Supplied text:
....................

Aren’t old postcards fascinating? I especially love historical postcards from familiar places. High on my list, of course, are old postcards from InSide the Back Mountain! They make me wish I could climb into a time capsule and go back to, oh, maybe, 1900-1910, like I did this month with my watercolors, brushes, and my artist’s eye. 


In the years after our young country won its independence from Great Britain, a few settlers in the Wyoming Valley began to gaze at the notch in the mountain where Toby’s Creek tumbled through a cut between two steep, heavily forested inclines. First migrations to a new countryside always follow the openings made by streams to the country above its headwaters. And thus the first settlers arrived “back o’ th’ mountain.”




Beyond Luzerne, then known as Mill Hollow, the first settlement in the Back Mountain was Trucksville. William Trux (Trucks), a Hessian soldier who spent a winter with George Washington at Valley Forge, established a mill on Toby’s Creek at the Trucksville falls, still visible from the Back Mountain Trail. By 1810, Trux had moved to Ohio and by 1910, the Lehigh Valley Railroad had established a station at Harris Hill Road, Trucksville. The stone bridge across the creek originally sported two arches, one for the stream and a second arch for the trolley line underpass.



Even back in 1900, Dallas was the heart of the Back Mountain. There are so many historic  postcards it was difficult to choose which one to paint, but this scene is my personal favorite. It depicts the intersection of Huntsville Road and Mill Street with Main Street, looking toward what is now the roundabout. The house to the left is where my husband Joe grew up, and where his mother, his grandmother, and even his great grandmother lived their lives! It was built by Chester White who owned a butcher shop on Main Street. On the right is Mill Street and two buildings that later housed the Hearthstone Pub and a hardware store.

....................

(Dataset records)
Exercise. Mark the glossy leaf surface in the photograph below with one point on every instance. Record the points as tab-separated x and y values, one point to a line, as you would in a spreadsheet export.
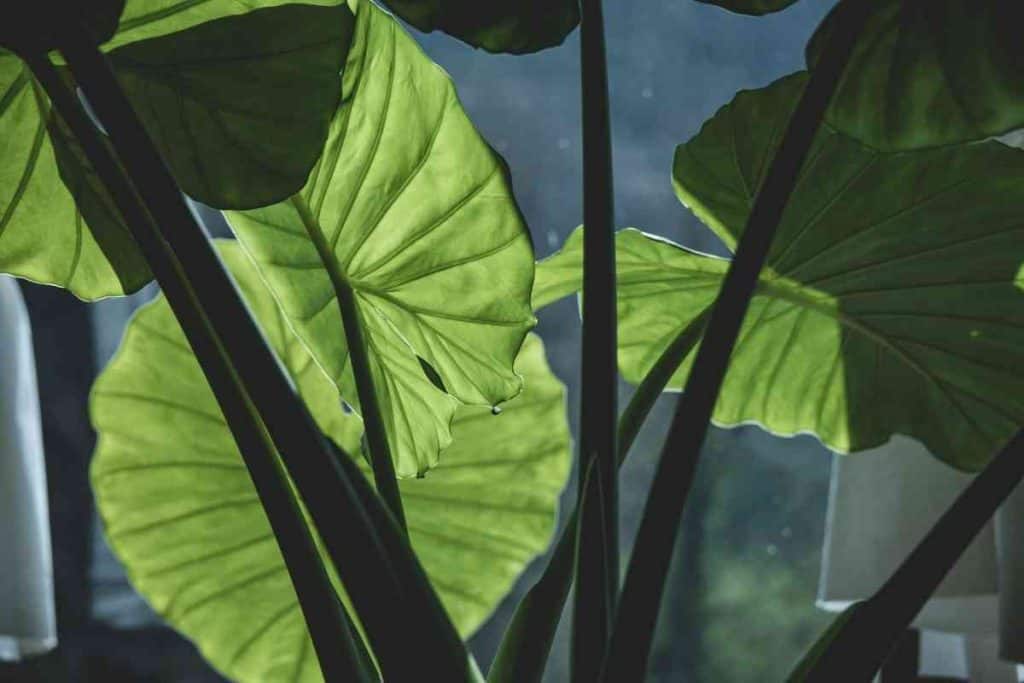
751	6
43	235
181	513
240	107
497	26
929	73
413	210
892	301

....................

Exercises to complete:
1. In the Back Mountain postcard text, what was Luzerne once known as?
2. Say whether each statement agrees with the Back Mountain postcard text, quoting the words that decide it. (a) William Trux spent a winter with George Washington at Valley Forge. (b) The stone bridge across the creek originally had three arches. (c) Chester White, who built the house on the left in the Dallas scene, owned a hardware store.

Answers given:
1. Mill Hollow

2.
(a) Yes: "a Hessian soldier who spent a winter with George Washington at Valley Forge"
(b) No: "The stone bridge across the creek originally sported two arches"
(c) No: "It was built by Chester White who owned a butcher shop on Main Street."